[start]

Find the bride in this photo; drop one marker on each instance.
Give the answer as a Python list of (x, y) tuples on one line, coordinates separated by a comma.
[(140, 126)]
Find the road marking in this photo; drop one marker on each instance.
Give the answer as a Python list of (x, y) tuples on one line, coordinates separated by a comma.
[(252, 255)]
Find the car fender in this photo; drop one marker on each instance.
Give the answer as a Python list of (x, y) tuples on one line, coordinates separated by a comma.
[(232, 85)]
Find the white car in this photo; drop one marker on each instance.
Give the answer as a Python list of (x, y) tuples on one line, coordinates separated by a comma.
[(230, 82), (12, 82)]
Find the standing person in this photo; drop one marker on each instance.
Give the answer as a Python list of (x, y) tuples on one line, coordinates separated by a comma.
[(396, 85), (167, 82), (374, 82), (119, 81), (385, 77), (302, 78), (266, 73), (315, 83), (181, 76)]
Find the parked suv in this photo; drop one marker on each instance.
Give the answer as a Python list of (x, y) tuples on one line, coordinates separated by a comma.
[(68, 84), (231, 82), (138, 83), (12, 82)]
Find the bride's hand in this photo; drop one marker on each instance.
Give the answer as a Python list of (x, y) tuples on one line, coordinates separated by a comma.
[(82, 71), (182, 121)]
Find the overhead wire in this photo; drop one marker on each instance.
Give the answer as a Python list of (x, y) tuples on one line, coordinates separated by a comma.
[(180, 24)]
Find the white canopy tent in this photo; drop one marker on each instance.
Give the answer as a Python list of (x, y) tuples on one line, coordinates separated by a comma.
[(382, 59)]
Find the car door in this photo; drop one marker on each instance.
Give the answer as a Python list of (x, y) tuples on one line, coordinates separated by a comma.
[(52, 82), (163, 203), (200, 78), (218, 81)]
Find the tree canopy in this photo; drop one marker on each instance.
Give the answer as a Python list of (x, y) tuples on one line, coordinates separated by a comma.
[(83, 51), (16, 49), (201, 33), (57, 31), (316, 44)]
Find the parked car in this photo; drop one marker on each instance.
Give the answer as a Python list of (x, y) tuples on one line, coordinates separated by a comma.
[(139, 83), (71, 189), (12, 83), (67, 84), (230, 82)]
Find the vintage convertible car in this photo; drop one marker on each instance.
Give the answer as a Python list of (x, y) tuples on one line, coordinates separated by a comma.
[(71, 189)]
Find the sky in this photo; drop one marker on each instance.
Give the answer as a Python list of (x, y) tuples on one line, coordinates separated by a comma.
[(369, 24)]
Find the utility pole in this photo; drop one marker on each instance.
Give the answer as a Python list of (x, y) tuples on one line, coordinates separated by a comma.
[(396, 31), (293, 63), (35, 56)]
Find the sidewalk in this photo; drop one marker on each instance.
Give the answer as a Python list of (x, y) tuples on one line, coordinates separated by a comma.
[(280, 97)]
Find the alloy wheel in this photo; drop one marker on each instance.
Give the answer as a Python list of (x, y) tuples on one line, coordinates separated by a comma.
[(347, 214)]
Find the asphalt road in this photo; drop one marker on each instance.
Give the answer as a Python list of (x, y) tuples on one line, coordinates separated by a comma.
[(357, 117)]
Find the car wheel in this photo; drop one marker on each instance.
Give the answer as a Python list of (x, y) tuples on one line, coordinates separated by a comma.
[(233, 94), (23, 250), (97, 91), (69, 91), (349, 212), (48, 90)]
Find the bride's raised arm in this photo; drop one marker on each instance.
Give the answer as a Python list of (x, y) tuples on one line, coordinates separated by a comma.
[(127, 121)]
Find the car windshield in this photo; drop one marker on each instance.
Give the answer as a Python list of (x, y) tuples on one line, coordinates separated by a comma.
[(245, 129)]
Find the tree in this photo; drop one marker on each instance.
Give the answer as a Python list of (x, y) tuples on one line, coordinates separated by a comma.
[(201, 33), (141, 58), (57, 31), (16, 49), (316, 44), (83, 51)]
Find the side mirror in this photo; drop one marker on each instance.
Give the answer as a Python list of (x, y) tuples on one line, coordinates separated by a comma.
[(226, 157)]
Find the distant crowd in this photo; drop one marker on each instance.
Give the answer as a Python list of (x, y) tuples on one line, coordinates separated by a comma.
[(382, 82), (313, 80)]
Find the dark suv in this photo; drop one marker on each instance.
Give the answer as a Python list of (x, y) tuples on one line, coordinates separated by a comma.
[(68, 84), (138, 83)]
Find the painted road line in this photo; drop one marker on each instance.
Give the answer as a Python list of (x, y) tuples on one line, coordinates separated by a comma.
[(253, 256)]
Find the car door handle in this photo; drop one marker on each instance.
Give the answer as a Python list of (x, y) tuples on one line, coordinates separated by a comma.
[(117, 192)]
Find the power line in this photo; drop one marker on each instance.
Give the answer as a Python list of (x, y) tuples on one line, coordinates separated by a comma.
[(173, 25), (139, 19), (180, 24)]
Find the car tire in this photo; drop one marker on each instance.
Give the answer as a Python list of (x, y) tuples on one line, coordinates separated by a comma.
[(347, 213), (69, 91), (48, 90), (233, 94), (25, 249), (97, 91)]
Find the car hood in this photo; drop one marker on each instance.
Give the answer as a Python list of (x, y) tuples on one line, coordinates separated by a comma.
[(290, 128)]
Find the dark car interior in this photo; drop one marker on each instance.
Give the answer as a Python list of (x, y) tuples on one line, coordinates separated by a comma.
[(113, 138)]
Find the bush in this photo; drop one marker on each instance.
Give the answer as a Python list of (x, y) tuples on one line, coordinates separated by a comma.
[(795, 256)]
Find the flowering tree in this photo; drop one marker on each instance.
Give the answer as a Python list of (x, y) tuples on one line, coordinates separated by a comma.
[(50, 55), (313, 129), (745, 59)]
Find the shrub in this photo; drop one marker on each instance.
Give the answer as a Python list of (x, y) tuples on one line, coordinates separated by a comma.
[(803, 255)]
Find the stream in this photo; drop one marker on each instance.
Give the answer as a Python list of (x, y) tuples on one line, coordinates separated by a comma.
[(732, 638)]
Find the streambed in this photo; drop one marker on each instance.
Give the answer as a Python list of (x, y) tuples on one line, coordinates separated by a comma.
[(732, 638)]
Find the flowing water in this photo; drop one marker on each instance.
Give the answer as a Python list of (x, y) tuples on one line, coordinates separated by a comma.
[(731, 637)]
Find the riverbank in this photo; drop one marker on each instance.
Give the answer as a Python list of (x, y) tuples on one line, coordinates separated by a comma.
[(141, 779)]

[end]

Replace "drop one marker" with "put one dot" everywhere it occurs in the lines above, and leave everything else as it is.

Solution to this problem:
Find the bride in this photo; put one dot on each instance.
Give the answer as a Python list of (x, y) tuples on one line, coordinates separated by a comma.
[(140, 126)]
Find the road marking in this photo; put one dot on each instance.
Give the answer as a Python list of (x, y) tuples on one line, coordinates separated by a comma.
[(252, 255)]
Find the car fender in this photo; put one dot on each instance.
Give the answer as a Python list of (x, y) tuples on one line, coordinates separated by a comma.
[(232, 85)]
Find the white car in this photo; put one dot on each instance.
Give the answer as a Python list of (x, y) tuples on one line, coordinates separated by a comma.
[(230, 82), (12, 82)]
Find the standing person in this photo; put one dot on each instance.
Give the answer as a Python list of (x, y) tuples on one line, coordinates separated by a comma.
[(396, 85), (167, 82), (374, 82), (119, 81), (385, 77), (302, 78), (266, 73), (315, 83), (181, 76)]
Find the parked suv in this photo; put one dot on each instance.
Give the answer as a Python list of (x, y) tuples on one line, coordinates separated by a comma.
[(68, 84), (231, 82), (138, 83), (12, 82)]
Find the bride's hand in this photo; put one dot on each instance.
Give the answer as a Python list of (x, y) tuples on one line, coordinates separated by a comma.
[(82, 71), (182, 121)]
Find the overhead wire in this photo; put one dot on each instance.
Give the answer as a Python list of (x, y) tuples on one line, coordinates separated by a comma.
[(180, 24)]
Find the white canopy tent in this photo; put one dot on each instance.
Give the answer as a Python list of (x, y) tuples on one line, coordinates separated by a comma.
[(382, 59)]
Find the car door in this photo; put one dot on each instance.
Give the answer as a Python list of (x, y) tuples on one line, coordinates separated by a comma.
[(52, 82), (163, 203), (200, 78), (218, 81)]
Find the tree canopy in this photo; put one dot on each instance.
Give the answer as a Python list of (x, y) tuples on one line, coordinates separated by a comma.
[(83, 51), (16, 49), (201, 33), (57, 31), (316, 44)]
Find the parked car in this photo; put one dot on each instance.
Give the answer as a Python list of (x, y) tuples on one line, coordinates separated by a comma.
[(139, 83), (71, 189), (12, 83), (67, 84), (230, 82)]
Find the vintage convertible car in this photo; put one dot on each instance.
Give the answer as a Python list of (x, y) tuples on one line, coordinates separated by a comma.
[(71, 189)]
Find the sky in this photo; put one dot on each instance.
Give the answer as a Python list of (x, y) tuples on one line, coordinates separated by a comma.
[(369, 24)]
Find the utility pole in this photo; put one dot on each instance.
Give the answer as a Python list of (x, y) tuples on one line, coordinates separated by a comma.
[(396, 31), (293, 63), (35, 56)]
Find the sidewalk in this photo; put one dot on each instance.
Give the answer as a Python list of (x, y) tuples on one line, coordinates separated by a comma.
[(280, 97)]
Find the alloy wheel in this photo; put one dot on each instance.
Give the answer as a Python list of (x, y) tuples on one line, coordinates separated by a comma.
[(347, 214)]
Find the asphalt road in this photo; put one dot on each instance.
Give the answer as a Python list of (x, y) tuples on one line, coordinates separated by a comma.
[(357, 117)]
Find the car wheel in this photo; put one dot on each instance.
Give the answer as a Python list of (x, y) tuples on one line, coordinates separated by a comma.
[(233, 94), (23, 250), (97, 91), (69, 91), (349, 212), (48, 90)]
Find the bride's raised arm in this photo; put one dot on each instance.
Give the answer as a Python list of (x, y) tuples on one line, coordinates separated by a comma.
[(127, 121)]
Find the car windshield in this photo; put one dot on each instance.
Give the answer as a Python list of (x, y) tuples on one line, coordinates separated by a comma.
[(245, 129)]
Find the tree in this photo; put one dot on each instance.
Give the answer as a Python list of (x, y) tuples on one line, coordinates separated by a comma.
[(201, 33), (141, 58), (57, 31), (16, 49), (316, 44), (83, 51)]
Find the side mirror in this photo; put one dot on each instance.
Give the answer as a Python list of (x, y) tuples on one line, coordinates separated by a comma.
[(226, 157)]
Find the distant crowd in this photo; put one dot on each instance.
Give the answer as a Python list of (x, y) tuples on one line, coordinates separated by a comma.
[(382, 82), (313, 80)]
Find the dark suv in this photo; put one dot on each instance.
Give the answer as a Python list of (x, y) tuples on one line, coordinates separated by a comma.
[(68, 84), (138, 83)]
Find the painted road line in this photo; put one dot on each instance.
Give the answer as a Python list of (x, y) tuples on one line, coordinates separated by a comma.
[(253, 256)]
Find the car door handle in this photo; put one dot on each instance.
Give the answer as a Python list of (x, y) tuples on one line, coordinates separated by a comma.
[(117, 192)]
Find the power line in this photo; put one dot on each instance.
Give the answer as a Python list of (x, y) tuples on one line, coordinates separated by a comma.
[(173, 25), (139, 19), (180, 24)]
Find the car tire in this photo; put one dot on each instance.
Give the answer as a Python list of (x, y) tuples on one line, coordinates separated by a comma.
[(347, 213), (69, 91), (48, 90), (233, 94), (25, 249), (97, 91)]
Find the car hood in this photo; put one dot on each instance.
Give the answer as a Python list of (x, y) tuples on one line, coordinates separated by a comma.
[(290, 128)]
Find the dark car interior in this photo; put one dot on each instance.
Give the answer as a Python list of (x, y) tuples on one line, coordinates separated by a comma.
[(113, 138)]
Find the bush in this photo; put one dot on each instance.
Give the answer as a Python list of (x, y) tuples on one line, coordinates separated by a comma.
[(795, 256)]
Find the flowering tree in this photo; put one dot on each instance.
Give the answer as a Python list of (x, y) tuples on one line, coordinates separated by a comma.
[(50, 55), (313, 129), (745, 59)]
Find the shrub in this photo; put one dot on each instance.
Give the answer as a Python list of (x, y) tuples on one line, coordinates separated by a comma.
[(803, 255)]
Find the stream in this photo; put one dot on each instance.
Give the answer as a Python list of (x, y) tuples on one line, coordinates separated by a comma.
[(732, 638)]
Find the streambed in this photo; put one dot on each instance.
Give the answer as a Python list of (x, y) tuples on one line, coordinates separated by a comma.
[(732, 638)]
Find the flowing water in this photo; put one dot on each instance.
Give the answer as a Python list of (x, y) tuples on one line, coordinates separated by a comma.
[(731, 637)]
Find the riverbank in this photo; put one dot on each instance.
Give the answer as a Python list of (x, y) tuples on one line, coordinates separated by a comma.
[(141, 779)]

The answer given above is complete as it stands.